### What is expected
For every line in the material, print that line exactly.

### Material for the task

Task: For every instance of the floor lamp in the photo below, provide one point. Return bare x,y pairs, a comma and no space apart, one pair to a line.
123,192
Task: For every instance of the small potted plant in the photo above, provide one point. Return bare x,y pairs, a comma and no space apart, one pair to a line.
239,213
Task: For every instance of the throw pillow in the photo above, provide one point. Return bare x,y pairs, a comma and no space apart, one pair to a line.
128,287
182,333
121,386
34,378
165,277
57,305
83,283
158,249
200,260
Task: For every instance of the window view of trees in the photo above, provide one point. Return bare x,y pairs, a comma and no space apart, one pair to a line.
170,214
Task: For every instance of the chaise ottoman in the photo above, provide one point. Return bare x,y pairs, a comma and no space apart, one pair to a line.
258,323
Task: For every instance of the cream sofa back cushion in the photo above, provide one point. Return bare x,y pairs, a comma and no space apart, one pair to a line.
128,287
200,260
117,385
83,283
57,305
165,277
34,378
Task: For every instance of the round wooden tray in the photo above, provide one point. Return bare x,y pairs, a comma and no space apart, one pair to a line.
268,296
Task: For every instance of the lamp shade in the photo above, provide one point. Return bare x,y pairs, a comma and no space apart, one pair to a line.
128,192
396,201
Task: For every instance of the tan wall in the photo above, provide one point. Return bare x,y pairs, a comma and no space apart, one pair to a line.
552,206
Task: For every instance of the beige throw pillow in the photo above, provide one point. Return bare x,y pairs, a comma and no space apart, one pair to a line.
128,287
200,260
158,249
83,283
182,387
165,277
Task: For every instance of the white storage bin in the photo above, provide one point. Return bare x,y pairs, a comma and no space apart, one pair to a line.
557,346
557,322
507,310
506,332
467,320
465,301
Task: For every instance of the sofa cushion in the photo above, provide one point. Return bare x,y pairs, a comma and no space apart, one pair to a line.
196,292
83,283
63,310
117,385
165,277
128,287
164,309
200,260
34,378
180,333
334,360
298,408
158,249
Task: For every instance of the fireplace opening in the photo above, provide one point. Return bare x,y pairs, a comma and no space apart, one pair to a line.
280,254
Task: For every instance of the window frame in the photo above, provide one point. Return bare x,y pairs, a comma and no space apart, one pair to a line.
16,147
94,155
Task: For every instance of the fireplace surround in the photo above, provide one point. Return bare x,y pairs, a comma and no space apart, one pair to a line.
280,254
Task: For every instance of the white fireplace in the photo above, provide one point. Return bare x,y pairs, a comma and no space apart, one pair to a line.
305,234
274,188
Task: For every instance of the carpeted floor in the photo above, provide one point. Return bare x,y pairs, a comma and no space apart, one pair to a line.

### Exercise output
Task: For every instance of the floor lamp in the photo below, provide one point. Return bare x,y pairs, a comma and no space apart, one pair to a line.
123,192
Task: For every instance of the small potted plant in the photo above, provide one point. Return bare x,y pairs, a comma and no space apart, one pair to a line.
239,213
Task: For every instance of the throw pillow in the photo above, provide one point. Return bare x,y pairs, a comma and no space apart, one pair to a line.
128,287
182,333
121,386
34,378
165,277
57,305
83,283
158,249
200,260
Task: For every instance of the window view of trees in the photo above, provide one point. Return bare x,y pairs, a comma and no space apart, one pair to a line.
170,214
Task: For every instance of the chaise ottoman in the photo above, provide one point. Return bare x,y pairs, a comma and no space apart, one pair to a line.
258,323
Task: For every instance of the cream sofa back cushion in the photo above, provide one point. Return bare x,y pairs, a comma and no space apart, one pair to a line.
128,287
200,260
117,385
83,283
57,305
165,277
34,378
Task: For every instance of the round wooden tray in the photo above, provide one point. Return bare x,y pairs, a comma and no space apart, one pair to a line.
268,296
Task: For every instance of the lamp shade in the photo above, provide one point. Return bare x,y pairs, a comma and no space apart, one pair to a line.
128,192
396,201
Task: For every instance of the tan wall in the photo above, provide one point. Return bare x,y pairs, a comma and no space apart, one pair to a line.
552,206
Task: For every instance of the beige throw pillow in the photo above, provide one point. Return bare x,y pairs, a comma and no space apart, one pair to a line.
128,287
200,260
158,249
83,283
182,387
165,277
Task: For every instance of the white storage bin in the photo above, provide one point. Return bare x,y pairs, a comma and no space apart, one pair to a line.
557,346
557,322
507,310
506,332
467,320
465,301
Task: For every instance of the sofa cushion in the photo above, provide one point. Return bare x,y pairs, a comma and no space apart, one pair to a line.
196,292
83,283
63,310
117,385
165,277
128,287
164,309
200,260
34,378
180,333
334,360
298,408
158,249
Task: For every instance of the fireplace opening in the photo above, provide one point. Return bare x,y pairs, a comma and no space apart, one pair to a line.
280,254
Task: For every instance of the window frame in the photo above, provide one point. Return bare x,y pairs, a comma and no space apart, one pair to a line.
16,147
94,155
Task: For every instance of the fireplace surround in the photo above, provide one point. Return bare x,y pairs, a comma and no space apart, one pair to a line.
280,254
Task: For every instance of the white fireplace in the photo above, provide one point. Return bare x,y pairs, a comma and no space apart, one pair to a line.
305,234
274,188
Task: For every instance of the carpeted floor in the photo above, provide one point. Return bare x,y pairs, a comma and no space apart, one pair to a line.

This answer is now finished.